> _What to do_
In the copy, include every entry exactly but none of the pictures.
Material provided Block Start
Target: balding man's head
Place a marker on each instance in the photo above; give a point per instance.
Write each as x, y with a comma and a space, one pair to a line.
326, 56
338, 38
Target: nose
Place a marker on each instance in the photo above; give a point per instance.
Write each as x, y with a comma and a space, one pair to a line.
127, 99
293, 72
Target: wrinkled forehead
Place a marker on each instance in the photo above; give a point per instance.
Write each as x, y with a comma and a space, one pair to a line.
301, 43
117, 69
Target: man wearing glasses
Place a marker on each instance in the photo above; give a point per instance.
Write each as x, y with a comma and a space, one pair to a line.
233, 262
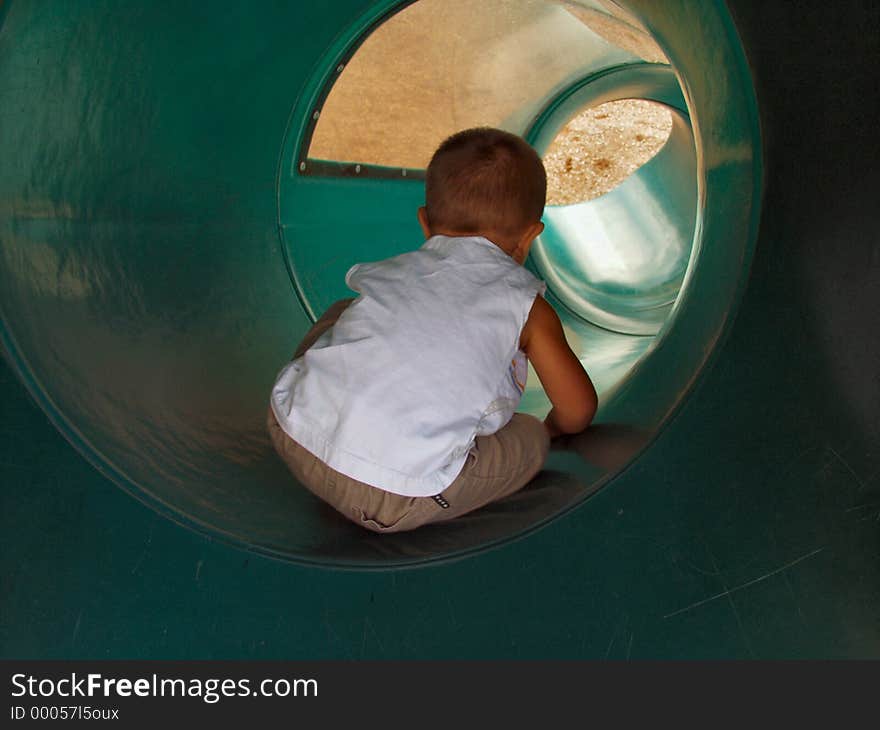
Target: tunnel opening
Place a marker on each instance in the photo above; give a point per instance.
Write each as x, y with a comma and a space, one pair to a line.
Material provided Block End
> _Answer to this problem_
Target: balding man's head
Place a marker on each instance in the photo above; give a point per instance.
Write each as x, y with a comma and a space, one pair to a line.
326, 56
338, 38
Target: nose
Place a marker on each instance in the photo above; give a point per instance.
Write each as x, y with a comma and a space, one pair to a line.
127, 99
293, 72
Target: wrinkled forehead
Place a marker on each instance in the photo above; give a point per instance.
Write each as x, y with a comma and a space, one pair to a line.
301, 43
117, 69
Target: man wearing glasses
Place a marker on each instance in the photo above; give a point per instance.
Write each as x, y with a comma and a space, one pair to a line.
233, 262
Target: tunnel opening
Place a marker on each instance in the photo above; give a point per instance.
Write each as x, y with a comma and a space, one pair to a line.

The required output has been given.